(Study text):
-------------------------

= Heinrich Guggenheimer =

German-born American mathematician (1924–2021)

Heinrich Walter Guggenheimer (July 21, 1924 – March 4, 2021) was a German-born Swiss and American mathematician and educator, who has contributed to knowledge in differential geometry, topology, algebraic geometry, and convexity. He was Jewish and has also contributed volumes on Jewish sacred literature.

== Life and career ==
Heinrich Walter Guggenheimer was born on July 21, 1924, in Nuremberg, Germany. He is the son of Marguerite Bloch and the physicist Siegfried Guggenheim (physicist). He studied in Zürich, Switzerland at the Eidgenössische Technische Hochschule, receiving his diploma in 1947 and a D.Sc. in 1951. His dissertation was titled "On complex analytic manifolds with Kähler metric". It was published in Commentarii Mathematici Helvetici (in German).

Guggenheimer began his teaching career at the Hebrew University as a lecturer, 1954–56. He was a professor at the Bar Ilan University, 1956–59. In 1959, he immigrated to the United States, becoming a naturalized citizen in 1965. Washington State University was his first American post, where he was an associate professor. After one year he moved to University of Minnesota where he was raised to a full professor in 1962. While in Minnesota, he wrote Differential Geometry (1963), a textbook treating "classical problems with modern methods". According to Robert Hermann in 1979, "Among today's treatises, the best one from the point of view of the Erlangen Program is Differential Geometry by H. Guggenheimer, Dover Publications, 1977."

In 1967 Guggenheimer published Plane Geometry and its Groups (Holden Day), and moved to New York City to teach at Polytechnic University, now called New York University Tandon School of Engineering. In 1977, he published Applicable Geometry: Global and Local Convexity.

Until 1995 Guggenheimer produced a steady stream of papers in mathematical journals. As a supervisor of graduate study in Minnesota and New York, he had six students proceed to Ph.D.s with theses supervised by him, two in Minnesota and four in New York. See the link to the Mathematics Genealogy Project below.

Guggenheimer has also contributed to literature on Judaism. In 1966, he wrote "Logical problems in Jewish tradition". The next year he contributed "Magic and Dialectic" to Diogenes where he examines the supposition that "knowledge of the right name gives power over the bearer of that name". In 1995 Guggenheimer presented The Scholar's Haggadah, which makes a bilingual comparison of variances in the traditions of Passover observance, including Ashkenazic, Sephardic, and Oriental sources. One of its most significant contributions to Haggadah scholarship was the identification of references to the Haggadah's text in verses from the Septuagint, the third century B.C.E. Greek translation of the Pentateuch. His study of the Jerusalem Talmud provided text and commentary.

He died in March 2021 at the age of 96.

==Family==
On June 6, 1947, Guggenheimer married Eva Auguste Horowitz. Together with his wife they wrote Jewish Family Names and their Origins: an Etymological Dictionary (1992). They have two sons, Michael, a professor of Arabic,  and Tobias I. S., an architect, and two daughters Dr. Esther Furman, a biochemist, and Hanna Y. Guggenheimer, an artist.

-------------------------

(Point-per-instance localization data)
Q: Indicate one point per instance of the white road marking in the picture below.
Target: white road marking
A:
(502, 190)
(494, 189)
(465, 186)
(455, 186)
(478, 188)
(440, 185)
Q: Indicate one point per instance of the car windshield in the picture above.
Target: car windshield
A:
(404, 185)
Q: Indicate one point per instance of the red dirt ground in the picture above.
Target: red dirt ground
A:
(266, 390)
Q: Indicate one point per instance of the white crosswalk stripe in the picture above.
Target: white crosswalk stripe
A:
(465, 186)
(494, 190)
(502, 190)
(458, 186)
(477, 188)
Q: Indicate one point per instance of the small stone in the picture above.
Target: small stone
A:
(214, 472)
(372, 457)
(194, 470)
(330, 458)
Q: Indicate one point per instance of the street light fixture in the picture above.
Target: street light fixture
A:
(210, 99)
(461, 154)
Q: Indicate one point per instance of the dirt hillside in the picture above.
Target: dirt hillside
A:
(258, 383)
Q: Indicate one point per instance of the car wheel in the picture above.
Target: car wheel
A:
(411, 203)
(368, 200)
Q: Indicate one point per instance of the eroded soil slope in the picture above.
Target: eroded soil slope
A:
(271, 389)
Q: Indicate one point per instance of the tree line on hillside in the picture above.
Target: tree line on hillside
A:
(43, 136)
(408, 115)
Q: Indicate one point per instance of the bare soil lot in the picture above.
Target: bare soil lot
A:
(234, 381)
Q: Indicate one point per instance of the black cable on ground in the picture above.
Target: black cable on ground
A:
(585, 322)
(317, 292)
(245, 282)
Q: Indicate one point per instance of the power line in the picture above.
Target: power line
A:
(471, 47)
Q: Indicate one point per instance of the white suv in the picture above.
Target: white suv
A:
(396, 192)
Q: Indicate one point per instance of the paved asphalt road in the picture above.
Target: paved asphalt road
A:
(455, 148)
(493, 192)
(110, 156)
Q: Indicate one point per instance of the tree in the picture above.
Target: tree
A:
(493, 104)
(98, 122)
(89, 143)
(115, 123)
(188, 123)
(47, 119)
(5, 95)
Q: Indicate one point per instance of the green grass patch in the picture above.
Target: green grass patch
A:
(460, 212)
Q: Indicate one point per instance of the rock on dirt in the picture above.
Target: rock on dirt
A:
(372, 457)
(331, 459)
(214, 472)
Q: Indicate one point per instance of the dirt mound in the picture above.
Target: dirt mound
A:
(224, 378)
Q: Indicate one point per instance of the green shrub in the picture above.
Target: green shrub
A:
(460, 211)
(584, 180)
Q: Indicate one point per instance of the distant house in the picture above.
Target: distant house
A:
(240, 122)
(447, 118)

-------------------------

(Problem 1): Reproduce everything in the Heinrich Guggenheimer text from "Heinrich Walter Guggenheimer (July" down to "Jewish sacred literature.".
(Problem 2): According to the Heinrich Guggenheimer text, in what year did he become a naturalized U.S. citizen?

(Exercise output 1):
Heinrich Walter Guggenheimer (July 21, 1924 – March 4, 2021) was a German-born Swiss and American mathematician and educator, who has contributed to knowledge in differential geometry, topology, algebraic geometry, and convexity. He was Jewish and has also contributed volumes on Jewish sacred literature.

(Exercise output 2): 1965